PASSAGE TO READ:
⁂

CHARMM c42b2 abpo.doc



File: Abpo -=- Node: Top
Up: (commands.doc) -=- Next: Description



    Adaptively Biased Path Optimization (ABPO) Method

              He Huang
              Bradley M. Dickson 
              Carol B. Post 
* Menu:

* Description::           Introduction and algorithm
* Syntax::                Description of commands and options
* Remarks::               Implementation remarks
* Examples::              Usage examples
* References::            References



File: Abpo -=- Node: Description
Up: Top -=- Previous: Top -=- Next: Syntax


Introduction and Algorithm.

ABPO is a path optimization method that works in collective variable (CV) space.  
It combines the optimization algorithm of the finite temperature string (FTS) 
method and the sampling power of an adaptive biasing potential (ABP) scheme.
In a multi-dimensional CV space, it finds transition paths between two 
meta-stable regions, and provides the potential of mean force (PMF) along the 
path. When applied to a one-dimensional CV space, it can be used as a pure 
sampling approach to evaluate the PMF associated with the single CV. 

For path optimization, ABPO uses the iterative scheme of the FTS method to 
evolve an initial path to the principal curve associated with the system. In 
each iteration, the vicinity of the current path is sampled, and the mean 
positions of the sampling on the hyperplanes perpendicular to the path are 
calculated. The path is then updated to the curve connecting these mean 
positions. At convergence, the path recovers the principal curve. 

Within each iteration, sampling is carried out with an ABP scheme which is both 
flexible and efficient. Unlike the original FTS method, which performs 
independent samplings each restricted to a discrete hyperplane or cell 
perpendicular to the path, ABPO allows dynamics trajectories to diffuse along 
the path. It only restricts the sampling dynamics within the tube-shaped space 
around the path by applying a one-sided harmonic tube-wall potential.
Moreover, the diffusion in the direction of the path is accelerated by the 
following adaptive biasing potential:

        Vb = kb * T * b / (1 - b) * ln[c * h(lambda, t) + 1],           (1)

where h is a mollified/smoothed histogram counting the samples that fall around 
each slice of the path tube parameterized by lambda, the arc-length along the 
path. Vb learns from the sampling history recorded in h to offset the original 
potential of mean force (PMF) of lambda. The parameter b ranges from 0.0 to 1.0 
and controls the bias strength. At convergence, Vb approaches -b times the PMF 
of lambda. The parameter c controls how tightly Vb and h are coupled. Specifying 
a finite number for c is equivalent to 'pre-deposit' some visits or time evenly 
into all bins of the histogram to avoid fast change of Vb at the beginning of 
the sampling.

⁂

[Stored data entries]
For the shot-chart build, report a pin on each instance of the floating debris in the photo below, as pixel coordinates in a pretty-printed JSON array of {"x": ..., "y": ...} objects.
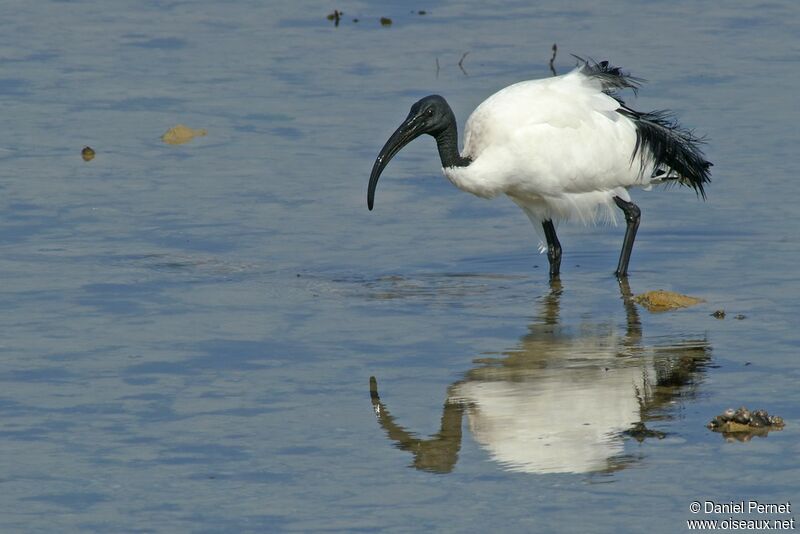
[
  {"x": 742, "y": 424},
  {"x": 336, "y": 16},
  {"x": 179, "y": 134},
  {"x": 661, "y": 300},
  {"x": 640, "y": 432}
]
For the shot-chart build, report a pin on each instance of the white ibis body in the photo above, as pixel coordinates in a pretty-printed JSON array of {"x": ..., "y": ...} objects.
[{"x": 561, "y": 148}]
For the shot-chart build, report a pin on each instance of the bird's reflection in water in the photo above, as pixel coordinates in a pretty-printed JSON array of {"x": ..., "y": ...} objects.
[{"x": 561, "y": 401}]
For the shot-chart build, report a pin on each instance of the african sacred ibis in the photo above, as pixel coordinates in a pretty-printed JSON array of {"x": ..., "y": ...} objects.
[{"x": 561, "y": 148}]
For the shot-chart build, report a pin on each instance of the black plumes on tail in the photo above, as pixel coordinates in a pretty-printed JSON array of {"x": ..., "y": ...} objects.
[{"x": 674, "y": 150}]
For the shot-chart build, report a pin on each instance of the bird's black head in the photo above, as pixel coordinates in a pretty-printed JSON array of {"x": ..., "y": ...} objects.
[{"x": 431, "y": 115}]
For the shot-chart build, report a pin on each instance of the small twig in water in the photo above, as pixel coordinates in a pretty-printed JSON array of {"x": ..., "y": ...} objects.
[
  {"x": 461, "y": 63},
  {"x": 552, "y": 59}
]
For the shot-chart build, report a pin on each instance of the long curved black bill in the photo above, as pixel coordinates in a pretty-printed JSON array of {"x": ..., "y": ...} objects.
[{"x": 407, "y": 132}]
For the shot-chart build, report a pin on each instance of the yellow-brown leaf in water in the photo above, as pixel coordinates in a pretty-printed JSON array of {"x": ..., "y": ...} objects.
[
  {"x": 661, "y": 300},
  {"x": 179, "y": 134}
]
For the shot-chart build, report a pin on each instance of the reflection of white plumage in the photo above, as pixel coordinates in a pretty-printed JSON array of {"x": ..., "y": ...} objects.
[
  {"x": 560, "y": 414},
  {"x": 560, "y": 148}
]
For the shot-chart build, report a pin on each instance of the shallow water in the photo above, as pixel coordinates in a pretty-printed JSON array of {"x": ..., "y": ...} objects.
[{"x": 189, "y": 331}]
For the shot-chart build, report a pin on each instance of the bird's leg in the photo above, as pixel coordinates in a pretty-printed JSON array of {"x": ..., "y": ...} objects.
[
  {"x": 632, "y": 217},
  {"x": 553, "y": 248}
]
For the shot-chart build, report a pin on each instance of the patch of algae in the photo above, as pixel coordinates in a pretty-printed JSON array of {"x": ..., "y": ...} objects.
[
  {"x": 179, "y": 134},
  {"x": 661, "y": 300}
]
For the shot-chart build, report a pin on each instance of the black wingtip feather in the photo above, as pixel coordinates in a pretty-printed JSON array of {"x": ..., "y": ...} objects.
[
  {"x": 665, "y": 143},
  {"x": 659, "y": 137}
]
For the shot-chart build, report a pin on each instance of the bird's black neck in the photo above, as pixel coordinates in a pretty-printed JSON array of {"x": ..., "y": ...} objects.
[{"x": 447, "y": 143}]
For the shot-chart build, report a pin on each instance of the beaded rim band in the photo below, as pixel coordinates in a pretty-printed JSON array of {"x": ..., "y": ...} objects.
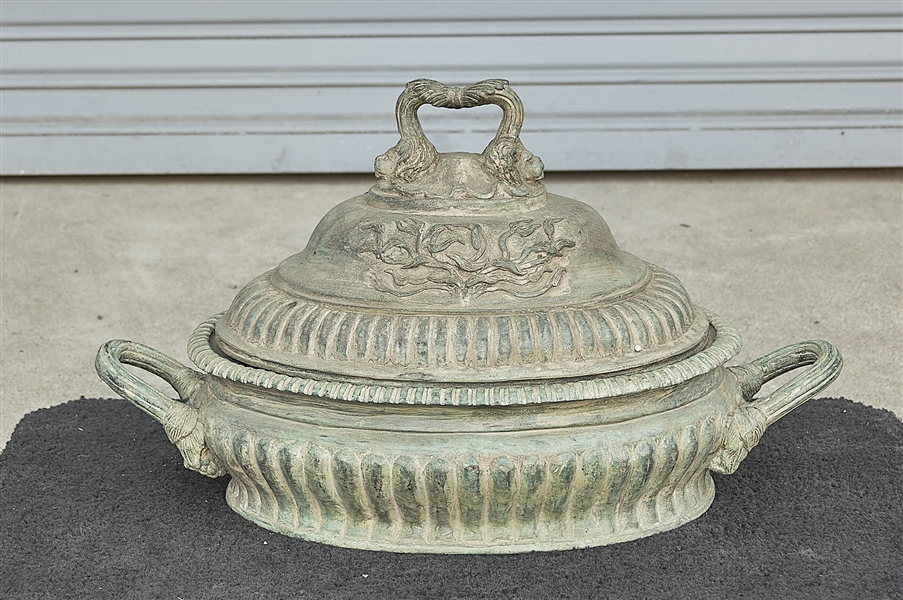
[{"x": 725, "y": 346}]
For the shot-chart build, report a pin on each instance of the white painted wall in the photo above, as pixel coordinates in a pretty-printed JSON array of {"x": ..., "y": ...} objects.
[{"x": 253, "y": 87}]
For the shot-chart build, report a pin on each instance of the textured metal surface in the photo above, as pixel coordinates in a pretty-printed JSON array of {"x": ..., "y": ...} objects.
[{"x": 579, "y": 400}]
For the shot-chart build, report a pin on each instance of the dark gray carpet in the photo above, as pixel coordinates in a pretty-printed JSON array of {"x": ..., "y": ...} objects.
[{"x": 94, "y": 503}]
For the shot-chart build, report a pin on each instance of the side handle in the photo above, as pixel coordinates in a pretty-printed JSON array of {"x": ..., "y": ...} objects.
[
  {"x": 750, "y": 420},
  {"x": 180, "y": 420}
]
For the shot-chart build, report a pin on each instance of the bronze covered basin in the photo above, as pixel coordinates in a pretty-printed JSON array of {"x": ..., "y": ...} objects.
[{"x": 461, "y": 362}]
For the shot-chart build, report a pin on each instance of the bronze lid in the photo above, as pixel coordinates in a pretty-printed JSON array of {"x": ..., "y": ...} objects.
[{"x": 460, "y": 268}]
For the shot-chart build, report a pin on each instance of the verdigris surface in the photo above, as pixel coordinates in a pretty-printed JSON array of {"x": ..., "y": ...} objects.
[{"x": 459, "y": 361}]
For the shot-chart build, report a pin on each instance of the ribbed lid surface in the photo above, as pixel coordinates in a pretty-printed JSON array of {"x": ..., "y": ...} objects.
[{"x": 460, "y": 268}]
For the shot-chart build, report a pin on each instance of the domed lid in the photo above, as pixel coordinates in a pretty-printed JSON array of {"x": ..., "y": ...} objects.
[{"x": 460, "y": 269}]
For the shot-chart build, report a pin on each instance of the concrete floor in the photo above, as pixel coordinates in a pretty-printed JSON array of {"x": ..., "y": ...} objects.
[{"x": 783, "y": 255}]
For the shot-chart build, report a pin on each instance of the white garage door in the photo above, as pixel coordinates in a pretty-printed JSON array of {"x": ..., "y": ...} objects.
[{"x": 255, "y": 87}]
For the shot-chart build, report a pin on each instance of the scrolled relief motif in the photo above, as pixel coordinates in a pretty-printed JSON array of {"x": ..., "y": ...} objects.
[{"x": 526, "y": 259}]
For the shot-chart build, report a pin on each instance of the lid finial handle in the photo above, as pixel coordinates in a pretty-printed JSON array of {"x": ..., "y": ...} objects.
[{"x": 505, "y": 156}]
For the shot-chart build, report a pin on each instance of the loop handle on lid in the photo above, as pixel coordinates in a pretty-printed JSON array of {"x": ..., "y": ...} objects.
[{"x": 414, "y": 158}]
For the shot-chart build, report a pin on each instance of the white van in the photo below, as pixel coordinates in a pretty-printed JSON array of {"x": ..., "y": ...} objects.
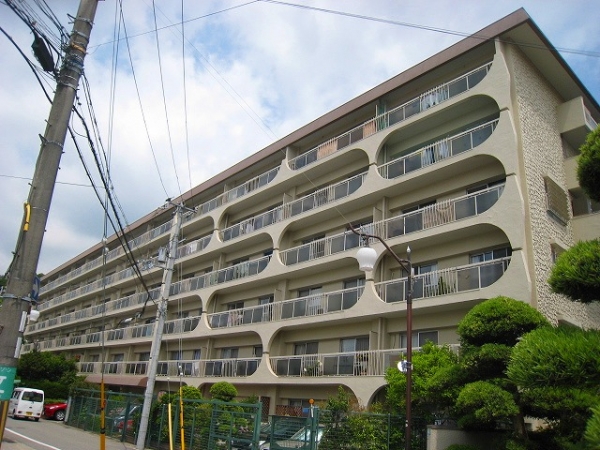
[{"x": 27, "y": 402}]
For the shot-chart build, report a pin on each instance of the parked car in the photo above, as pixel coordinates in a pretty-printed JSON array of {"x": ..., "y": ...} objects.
[
  {"x": 56, "y": 411},
  {"x": 26, "y": 402},
  {"x": 299, "y": 440}
]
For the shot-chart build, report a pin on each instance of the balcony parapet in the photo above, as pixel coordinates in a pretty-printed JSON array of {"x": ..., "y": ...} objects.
[
  {"x": 140, "y": 332},
  {"x": 439, "y": 214},
  {"x": 343, "y": 364},
  {"x": 423, "y": 102},
  {"x": 312, "y": 305},
  {"x": 235, "y": 193},
  {"x": 182, "y": 251},
  {"x": 465, "y": 278},
  {"x": 317, "y": 199},
  {"x": 438, "y": 151},
  {"x": 238, "y": 367},
  {"x": 230, "y": 195}
]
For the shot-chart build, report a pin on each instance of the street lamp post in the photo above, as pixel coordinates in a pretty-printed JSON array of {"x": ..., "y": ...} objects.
[{"x": 367, "y": 257}]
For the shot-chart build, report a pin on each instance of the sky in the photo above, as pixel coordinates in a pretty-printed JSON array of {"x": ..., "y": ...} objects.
[{"x": 178, "y": 106}]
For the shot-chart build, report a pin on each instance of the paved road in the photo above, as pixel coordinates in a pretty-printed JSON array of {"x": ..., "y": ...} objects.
[{"x": 52, "y": 435}]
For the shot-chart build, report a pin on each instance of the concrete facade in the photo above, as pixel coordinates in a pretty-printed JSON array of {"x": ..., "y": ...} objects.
[{"x": 466, "y": 157}]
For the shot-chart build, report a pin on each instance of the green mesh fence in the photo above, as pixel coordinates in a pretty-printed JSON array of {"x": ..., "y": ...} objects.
[{"x": 214, "y": 425}]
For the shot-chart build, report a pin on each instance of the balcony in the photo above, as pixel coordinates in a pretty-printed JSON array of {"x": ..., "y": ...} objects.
[
  {"x": 141, "y": 332},
  {"x": 359, "y": 363},
  {"x": 236, "y": 272},
  {"x": 466, "y": 278},
  {"x": 415, "y": 106},
  {"x": 239, "y": 367},
  {"x": 113, "y": 254},
  {"x": 438, "y": 151},
  {"x": 183, "y": 250},
  {"x": 318, "y": 198},
  {"x": 311, "y": 305},
  {"x": 236, "y": 192},
  {"x": 435, "y": 215}
]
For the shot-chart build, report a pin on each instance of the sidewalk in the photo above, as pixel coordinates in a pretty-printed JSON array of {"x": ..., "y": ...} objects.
[{"x": 74, "y": 436}]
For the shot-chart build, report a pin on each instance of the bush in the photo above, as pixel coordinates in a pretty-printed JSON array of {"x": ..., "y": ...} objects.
[
  {"x": 576, "y": 273},
  {"x": 499, "y": 320},
  {"x": 588, "y": 165}
]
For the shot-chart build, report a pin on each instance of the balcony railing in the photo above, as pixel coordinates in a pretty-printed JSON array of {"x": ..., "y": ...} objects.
[
  {"x": 314, "y": 200},
  {"x": 177, "y": 326},
  {"x": 438, "y": 151},
  {"x": 358, "y": 363},
  {"x": 427, "y": 217},
  {"x": 238, "y": 367},
  {"x": 419, "y": 104},
  {"x": 142, "y": 239},
  {"x": 311, "y": 305},
  {"x": 236, "y": 192},
  {"x": 444, "y": 282},
  {"x": 236, "y": 272},
  {"x": 183, "y": 250}
]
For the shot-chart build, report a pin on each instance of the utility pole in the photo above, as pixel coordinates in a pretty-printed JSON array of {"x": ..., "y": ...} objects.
[
  {"x": 16, "y": 298},
  {"x": 161, "y": 314}
]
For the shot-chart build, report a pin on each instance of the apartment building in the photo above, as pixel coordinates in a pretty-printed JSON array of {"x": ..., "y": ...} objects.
[{"x": 469, "y": 158}]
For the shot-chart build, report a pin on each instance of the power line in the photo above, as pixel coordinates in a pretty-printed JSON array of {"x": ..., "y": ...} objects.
[{"x": 425, "y": 27}]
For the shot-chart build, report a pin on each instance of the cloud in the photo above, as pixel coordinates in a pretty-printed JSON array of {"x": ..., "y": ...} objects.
[{"x": 253, "y": 73}]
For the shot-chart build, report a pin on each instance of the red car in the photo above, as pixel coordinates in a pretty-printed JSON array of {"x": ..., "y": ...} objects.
[{"x": 56, "y": 411}]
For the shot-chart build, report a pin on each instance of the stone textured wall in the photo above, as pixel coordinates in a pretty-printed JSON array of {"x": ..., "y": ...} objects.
[{"x": 542, "y": 152}]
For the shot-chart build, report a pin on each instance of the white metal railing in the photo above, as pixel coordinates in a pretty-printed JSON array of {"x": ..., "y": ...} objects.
[
  {"x": 438, "y": 151},
  {"x": 230, "y": 195},
  {"x": 236, "y": 192},
  {"x": 140, "y": 240},
  {"x": 421, "y": 103},
  {"x": 182, "y": 250},
  {"x": 358, "y": 363},
  {"x": 143, "y": 332},
  {"x": 311, "y": 201},
  {"x": 234, "y": 367},
  {"x": 430, "y": 216},
  {"x": 312, "y": 305},
  {"x": 444, "y": 282},
  {"x": 235, "y": 272}
]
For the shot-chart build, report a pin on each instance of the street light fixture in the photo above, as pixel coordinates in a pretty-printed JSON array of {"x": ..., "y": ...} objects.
[{"x": 367, "y": 257}]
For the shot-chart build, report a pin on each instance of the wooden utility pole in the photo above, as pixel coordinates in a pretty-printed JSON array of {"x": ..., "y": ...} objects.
[
  {"x": 161, "y": 315},
  {"x": 16, "y": 300}
]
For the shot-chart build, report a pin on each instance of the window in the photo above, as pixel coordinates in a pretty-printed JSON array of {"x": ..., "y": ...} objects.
[
  {"x": 229, "y": 352},
  {"x": 306, "y": 348},
  {"x": 556, "y": 201},
  {"x": 356, "y": 344},
  {"x": 419, "y": 338},
  {"x": 235, "y": 305},
  {"x": 483, "y": 187},
  {"x": 314, "y": 304},
  {"x": 490, "y": 255}
]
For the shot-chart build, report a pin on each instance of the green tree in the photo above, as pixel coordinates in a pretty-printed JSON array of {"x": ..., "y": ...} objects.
[
  {"x": 431, "y": 366},
  {"x": 556, "y": 370},
  {"x": 223, "y": 391},
  {"x": 576, "y": 273},
  {"x": 588, "y": 165},
  {"x": 592, "y": 431},
  {"x": 477, "y": 390}
]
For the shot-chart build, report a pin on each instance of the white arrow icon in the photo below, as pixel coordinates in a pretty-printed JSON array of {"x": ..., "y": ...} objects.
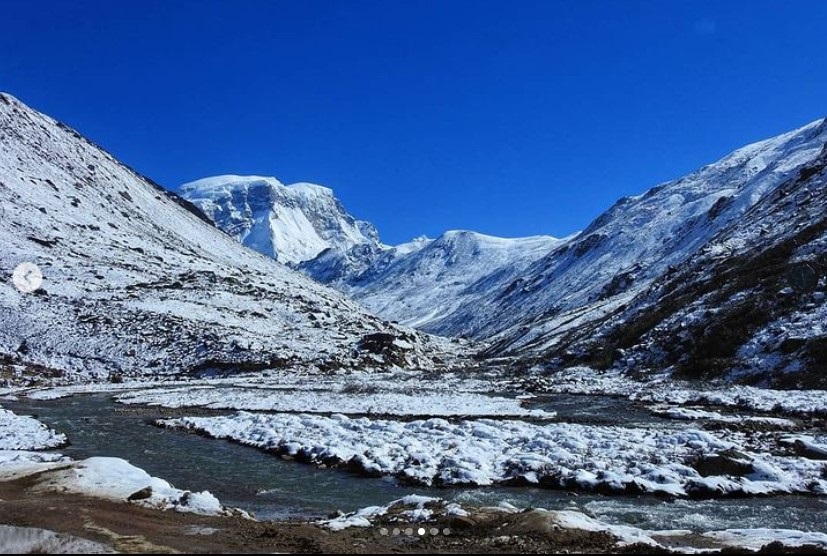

⁂

TASK 1:
According to the ABPO documentation, what range of values does the parameter b take?
TASK 2:
Find every line of the rows that contains the word "metal", and copy each of those lines. Matches must have the same capitalization.
The ABPO documentation and the rows were taken from separate sources.

WORKED SOLUTION 1:
From 0.0 to 1.0.

WORKED SOLUTION 2:
For the shot-chart build, report a pin on each instance of the textured metal surface in the photo above, as pixel coordinates in a pretty-printed JSON array of {"x": ..., "y": ...} objects.
For the shot-chart build, report a pin on each instance of the white metal railing in the photo above, as pixel coordinates in a pretty-printed JSON array of {"x": ..., "y": ...} objects.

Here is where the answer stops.